* PROBLEM TO WORK ON *
Count the lines in the material below that contain the string "stone", with case counting, and reply with that number alone.

* DATA LINES *
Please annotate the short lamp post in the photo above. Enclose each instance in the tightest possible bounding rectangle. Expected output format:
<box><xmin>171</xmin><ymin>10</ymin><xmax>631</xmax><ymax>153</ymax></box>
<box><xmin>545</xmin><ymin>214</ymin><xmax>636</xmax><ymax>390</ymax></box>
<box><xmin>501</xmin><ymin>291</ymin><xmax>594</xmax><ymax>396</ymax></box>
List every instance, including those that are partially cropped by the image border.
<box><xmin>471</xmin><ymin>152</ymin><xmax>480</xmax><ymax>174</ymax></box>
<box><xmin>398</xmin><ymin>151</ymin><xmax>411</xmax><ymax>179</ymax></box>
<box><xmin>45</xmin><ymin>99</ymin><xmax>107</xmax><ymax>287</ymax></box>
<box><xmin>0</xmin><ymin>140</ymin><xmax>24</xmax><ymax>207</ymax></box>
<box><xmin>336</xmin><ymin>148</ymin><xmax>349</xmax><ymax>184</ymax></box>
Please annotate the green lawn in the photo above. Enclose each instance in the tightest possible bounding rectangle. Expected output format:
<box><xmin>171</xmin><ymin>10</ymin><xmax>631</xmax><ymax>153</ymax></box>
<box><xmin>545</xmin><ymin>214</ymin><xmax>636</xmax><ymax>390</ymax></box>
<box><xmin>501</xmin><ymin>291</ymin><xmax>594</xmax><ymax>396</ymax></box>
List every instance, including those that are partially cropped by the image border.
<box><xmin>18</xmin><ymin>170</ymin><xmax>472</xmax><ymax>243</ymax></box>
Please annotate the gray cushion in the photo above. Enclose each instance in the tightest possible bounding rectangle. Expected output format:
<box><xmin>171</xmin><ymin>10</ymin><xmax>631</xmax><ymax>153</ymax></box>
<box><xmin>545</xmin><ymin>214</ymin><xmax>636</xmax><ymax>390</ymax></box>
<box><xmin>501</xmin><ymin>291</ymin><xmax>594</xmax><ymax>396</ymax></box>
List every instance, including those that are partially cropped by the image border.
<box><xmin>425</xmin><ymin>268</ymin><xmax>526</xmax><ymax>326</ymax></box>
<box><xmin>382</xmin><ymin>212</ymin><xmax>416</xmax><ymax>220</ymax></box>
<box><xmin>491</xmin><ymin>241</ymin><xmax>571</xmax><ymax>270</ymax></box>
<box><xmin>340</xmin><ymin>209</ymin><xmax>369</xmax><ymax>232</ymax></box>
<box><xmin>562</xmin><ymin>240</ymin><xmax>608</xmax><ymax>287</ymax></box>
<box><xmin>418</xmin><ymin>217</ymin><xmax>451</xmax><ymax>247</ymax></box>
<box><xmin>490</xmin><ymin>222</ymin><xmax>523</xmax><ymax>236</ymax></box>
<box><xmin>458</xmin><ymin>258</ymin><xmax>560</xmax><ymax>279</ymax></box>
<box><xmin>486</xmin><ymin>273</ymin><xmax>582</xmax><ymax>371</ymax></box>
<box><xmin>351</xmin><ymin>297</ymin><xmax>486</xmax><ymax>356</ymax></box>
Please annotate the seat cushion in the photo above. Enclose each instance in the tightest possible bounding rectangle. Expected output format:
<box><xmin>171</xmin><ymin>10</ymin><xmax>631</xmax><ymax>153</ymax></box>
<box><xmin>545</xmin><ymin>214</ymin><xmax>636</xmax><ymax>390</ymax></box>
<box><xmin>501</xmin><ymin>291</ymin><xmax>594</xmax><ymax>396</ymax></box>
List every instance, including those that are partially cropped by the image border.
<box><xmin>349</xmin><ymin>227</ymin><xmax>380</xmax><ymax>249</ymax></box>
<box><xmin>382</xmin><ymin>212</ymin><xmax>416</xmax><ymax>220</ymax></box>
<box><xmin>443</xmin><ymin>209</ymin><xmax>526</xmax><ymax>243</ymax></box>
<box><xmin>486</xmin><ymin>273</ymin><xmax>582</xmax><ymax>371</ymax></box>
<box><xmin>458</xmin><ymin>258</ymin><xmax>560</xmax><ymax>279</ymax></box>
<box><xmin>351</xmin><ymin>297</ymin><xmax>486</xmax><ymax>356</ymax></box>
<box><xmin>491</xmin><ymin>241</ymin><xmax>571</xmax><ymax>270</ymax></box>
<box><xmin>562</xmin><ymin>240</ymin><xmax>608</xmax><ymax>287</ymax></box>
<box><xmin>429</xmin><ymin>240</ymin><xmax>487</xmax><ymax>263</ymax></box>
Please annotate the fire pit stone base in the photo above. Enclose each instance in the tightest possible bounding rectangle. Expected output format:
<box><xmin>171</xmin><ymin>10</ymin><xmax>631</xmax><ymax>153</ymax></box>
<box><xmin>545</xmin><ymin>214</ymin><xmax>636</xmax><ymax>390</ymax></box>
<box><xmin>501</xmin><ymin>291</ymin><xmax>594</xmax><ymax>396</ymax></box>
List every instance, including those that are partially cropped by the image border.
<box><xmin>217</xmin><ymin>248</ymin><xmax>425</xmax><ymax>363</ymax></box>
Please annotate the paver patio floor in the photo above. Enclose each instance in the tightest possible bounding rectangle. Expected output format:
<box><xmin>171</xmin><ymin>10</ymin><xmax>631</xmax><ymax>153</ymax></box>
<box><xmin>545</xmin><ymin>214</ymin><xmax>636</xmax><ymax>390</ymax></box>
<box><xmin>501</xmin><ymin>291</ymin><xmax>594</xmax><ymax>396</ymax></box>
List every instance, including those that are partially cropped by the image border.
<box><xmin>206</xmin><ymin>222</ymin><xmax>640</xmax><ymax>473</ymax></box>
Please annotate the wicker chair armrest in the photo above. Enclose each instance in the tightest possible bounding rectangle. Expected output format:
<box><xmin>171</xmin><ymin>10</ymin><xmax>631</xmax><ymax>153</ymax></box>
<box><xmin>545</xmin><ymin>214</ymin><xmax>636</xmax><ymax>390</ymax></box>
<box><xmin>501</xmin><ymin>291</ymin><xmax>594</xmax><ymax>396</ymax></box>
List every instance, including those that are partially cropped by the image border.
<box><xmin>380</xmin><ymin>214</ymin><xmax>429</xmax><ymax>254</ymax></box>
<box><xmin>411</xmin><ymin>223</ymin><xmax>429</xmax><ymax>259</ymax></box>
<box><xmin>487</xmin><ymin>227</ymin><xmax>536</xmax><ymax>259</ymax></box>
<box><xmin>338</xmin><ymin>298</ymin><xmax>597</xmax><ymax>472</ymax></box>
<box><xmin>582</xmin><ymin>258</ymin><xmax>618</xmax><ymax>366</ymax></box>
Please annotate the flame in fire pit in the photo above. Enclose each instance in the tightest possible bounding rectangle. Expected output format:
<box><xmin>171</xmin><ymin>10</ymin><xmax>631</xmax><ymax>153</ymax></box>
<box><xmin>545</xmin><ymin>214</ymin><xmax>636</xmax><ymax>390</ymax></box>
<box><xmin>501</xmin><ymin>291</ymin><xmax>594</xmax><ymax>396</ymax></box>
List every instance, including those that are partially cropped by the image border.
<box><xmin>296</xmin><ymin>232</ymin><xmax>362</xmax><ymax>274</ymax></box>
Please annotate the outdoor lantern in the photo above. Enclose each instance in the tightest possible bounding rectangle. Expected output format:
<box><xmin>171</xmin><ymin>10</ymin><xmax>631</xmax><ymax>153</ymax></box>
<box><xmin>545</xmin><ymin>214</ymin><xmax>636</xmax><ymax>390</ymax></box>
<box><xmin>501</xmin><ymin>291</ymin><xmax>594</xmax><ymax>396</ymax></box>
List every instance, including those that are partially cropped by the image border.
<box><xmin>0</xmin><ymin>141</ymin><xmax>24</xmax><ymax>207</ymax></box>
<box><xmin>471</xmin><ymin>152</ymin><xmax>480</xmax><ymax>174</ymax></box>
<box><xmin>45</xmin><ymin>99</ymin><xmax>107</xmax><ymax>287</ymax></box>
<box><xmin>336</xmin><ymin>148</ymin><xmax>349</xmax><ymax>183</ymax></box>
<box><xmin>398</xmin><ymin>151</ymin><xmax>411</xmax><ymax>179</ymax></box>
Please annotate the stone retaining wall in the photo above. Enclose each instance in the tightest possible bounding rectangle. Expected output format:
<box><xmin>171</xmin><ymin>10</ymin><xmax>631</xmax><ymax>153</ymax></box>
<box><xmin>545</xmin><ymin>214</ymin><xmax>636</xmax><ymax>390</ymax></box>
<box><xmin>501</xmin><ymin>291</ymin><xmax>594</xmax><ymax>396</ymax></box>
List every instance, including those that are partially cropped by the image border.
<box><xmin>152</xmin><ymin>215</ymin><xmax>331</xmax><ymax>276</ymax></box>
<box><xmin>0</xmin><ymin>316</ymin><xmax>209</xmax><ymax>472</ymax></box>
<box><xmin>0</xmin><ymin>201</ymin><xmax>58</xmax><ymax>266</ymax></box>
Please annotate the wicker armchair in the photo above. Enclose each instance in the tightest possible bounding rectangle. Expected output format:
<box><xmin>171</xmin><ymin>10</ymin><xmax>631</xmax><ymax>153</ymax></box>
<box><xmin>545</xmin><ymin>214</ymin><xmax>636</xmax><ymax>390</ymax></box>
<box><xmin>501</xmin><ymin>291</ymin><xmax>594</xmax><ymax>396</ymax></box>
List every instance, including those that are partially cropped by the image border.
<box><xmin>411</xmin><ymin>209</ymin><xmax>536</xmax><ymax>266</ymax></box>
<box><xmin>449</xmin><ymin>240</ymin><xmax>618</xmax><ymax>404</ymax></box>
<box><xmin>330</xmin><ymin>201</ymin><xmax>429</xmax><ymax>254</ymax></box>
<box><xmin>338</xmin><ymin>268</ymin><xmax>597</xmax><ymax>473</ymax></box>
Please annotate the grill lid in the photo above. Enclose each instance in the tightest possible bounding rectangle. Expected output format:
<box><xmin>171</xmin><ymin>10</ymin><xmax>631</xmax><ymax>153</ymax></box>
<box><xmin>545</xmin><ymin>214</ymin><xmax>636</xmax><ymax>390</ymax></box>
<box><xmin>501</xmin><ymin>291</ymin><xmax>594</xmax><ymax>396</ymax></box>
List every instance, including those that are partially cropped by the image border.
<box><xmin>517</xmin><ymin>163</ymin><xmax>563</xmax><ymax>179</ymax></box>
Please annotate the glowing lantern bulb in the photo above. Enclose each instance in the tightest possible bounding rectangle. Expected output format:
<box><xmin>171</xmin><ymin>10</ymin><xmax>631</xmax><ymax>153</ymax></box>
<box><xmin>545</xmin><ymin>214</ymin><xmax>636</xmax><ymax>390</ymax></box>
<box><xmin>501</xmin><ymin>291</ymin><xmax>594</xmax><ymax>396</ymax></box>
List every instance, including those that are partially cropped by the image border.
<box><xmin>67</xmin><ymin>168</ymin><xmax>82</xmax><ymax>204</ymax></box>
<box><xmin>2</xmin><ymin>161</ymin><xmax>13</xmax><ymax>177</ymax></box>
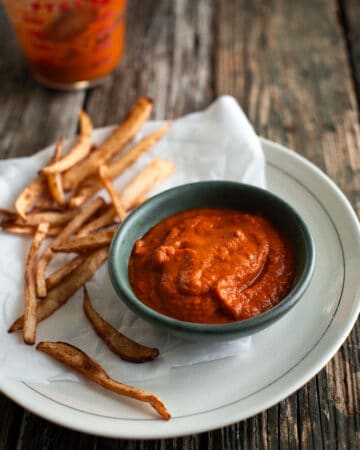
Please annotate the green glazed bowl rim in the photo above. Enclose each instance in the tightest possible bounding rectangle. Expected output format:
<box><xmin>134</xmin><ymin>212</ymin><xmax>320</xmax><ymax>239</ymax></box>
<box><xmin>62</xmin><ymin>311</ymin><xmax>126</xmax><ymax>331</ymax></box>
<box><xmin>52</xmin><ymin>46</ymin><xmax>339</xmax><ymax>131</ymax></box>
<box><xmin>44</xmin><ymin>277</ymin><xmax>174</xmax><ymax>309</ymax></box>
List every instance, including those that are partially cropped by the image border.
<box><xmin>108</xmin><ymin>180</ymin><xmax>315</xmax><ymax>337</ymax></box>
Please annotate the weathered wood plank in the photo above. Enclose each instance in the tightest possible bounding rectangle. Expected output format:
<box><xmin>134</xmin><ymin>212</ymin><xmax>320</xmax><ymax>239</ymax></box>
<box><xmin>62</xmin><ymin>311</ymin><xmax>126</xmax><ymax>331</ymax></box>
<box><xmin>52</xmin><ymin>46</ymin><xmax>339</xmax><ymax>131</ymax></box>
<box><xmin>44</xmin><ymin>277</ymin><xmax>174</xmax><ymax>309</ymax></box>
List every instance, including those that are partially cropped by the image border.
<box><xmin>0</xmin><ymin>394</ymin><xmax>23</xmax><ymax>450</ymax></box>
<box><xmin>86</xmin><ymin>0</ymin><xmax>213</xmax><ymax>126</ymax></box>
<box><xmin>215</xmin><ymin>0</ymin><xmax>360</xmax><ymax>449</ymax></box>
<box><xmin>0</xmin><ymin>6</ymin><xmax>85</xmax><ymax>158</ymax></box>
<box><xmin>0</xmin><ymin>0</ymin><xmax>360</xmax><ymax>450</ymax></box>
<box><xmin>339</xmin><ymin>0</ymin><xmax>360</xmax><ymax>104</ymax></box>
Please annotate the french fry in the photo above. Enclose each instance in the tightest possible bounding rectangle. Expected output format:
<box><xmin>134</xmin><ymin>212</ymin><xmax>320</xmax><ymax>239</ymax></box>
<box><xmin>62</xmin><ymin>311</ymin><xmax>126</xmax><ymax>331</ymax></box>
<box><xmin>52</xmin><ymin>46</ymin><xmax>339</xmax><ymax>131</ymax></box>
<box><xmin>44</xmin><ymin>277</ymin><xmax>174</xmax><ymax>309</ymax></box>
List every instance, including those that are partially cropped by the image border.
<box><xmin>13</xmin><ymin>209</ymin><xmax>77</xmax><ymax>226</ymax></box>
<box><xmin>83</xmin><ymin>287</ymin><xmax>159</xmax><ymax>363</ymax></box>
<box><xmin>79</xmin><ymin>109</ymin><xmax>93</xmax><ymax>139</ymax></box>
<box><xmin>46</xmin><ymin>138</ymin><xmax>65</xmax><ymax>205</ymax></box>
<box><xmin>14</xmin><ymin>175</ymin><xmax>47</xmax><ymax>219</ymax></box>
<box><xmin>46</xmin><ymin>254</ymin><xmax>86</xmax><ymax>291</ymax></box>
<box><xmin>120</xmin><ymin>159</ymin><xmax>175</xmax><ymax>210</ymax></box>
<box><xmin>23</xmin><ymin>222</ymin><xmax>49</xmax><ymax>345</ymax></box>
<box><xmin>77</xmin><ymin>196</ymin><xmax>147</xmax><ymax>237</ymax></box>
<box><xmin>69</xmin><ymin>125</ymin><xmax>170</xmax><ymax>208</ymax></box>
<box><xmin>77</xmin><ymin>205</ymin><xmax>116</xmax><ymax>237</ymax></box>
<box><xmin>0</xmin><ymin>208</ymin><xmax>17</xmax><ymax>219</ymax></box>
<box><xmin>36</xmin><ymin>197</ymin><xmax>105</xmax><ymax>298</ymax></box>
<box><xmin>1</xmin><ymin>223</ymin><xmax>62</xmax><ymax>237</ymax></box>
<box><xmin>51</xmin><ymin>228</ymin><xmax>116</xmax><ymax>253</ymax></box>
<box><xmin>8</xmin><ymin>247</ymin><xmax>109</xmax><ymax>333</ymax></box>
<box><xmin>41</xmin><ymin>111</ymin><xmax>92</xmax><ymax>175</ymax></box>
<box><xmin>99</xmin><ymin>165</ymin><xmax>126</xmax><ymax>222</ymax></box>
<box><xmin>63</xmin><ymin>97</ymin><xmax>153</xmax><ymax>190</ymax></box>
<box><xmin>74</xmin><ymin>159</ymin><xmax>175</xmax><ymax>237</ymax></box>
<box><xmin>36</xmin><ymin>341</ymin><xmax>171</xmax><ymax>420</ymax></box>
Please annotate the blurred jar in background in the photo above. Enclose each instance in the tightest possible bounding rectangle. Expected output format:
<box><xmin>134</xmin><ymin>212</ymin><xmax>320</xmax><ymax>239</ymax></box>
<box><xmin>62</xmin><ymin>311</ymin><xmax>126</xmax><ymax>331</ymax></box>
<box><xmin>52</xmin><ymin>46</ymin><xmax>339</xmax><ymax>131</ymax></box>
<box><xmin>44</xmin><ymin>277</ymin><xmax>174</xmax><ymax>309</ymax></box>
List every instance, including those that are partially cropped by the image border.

* CORRECT ANSWER *
2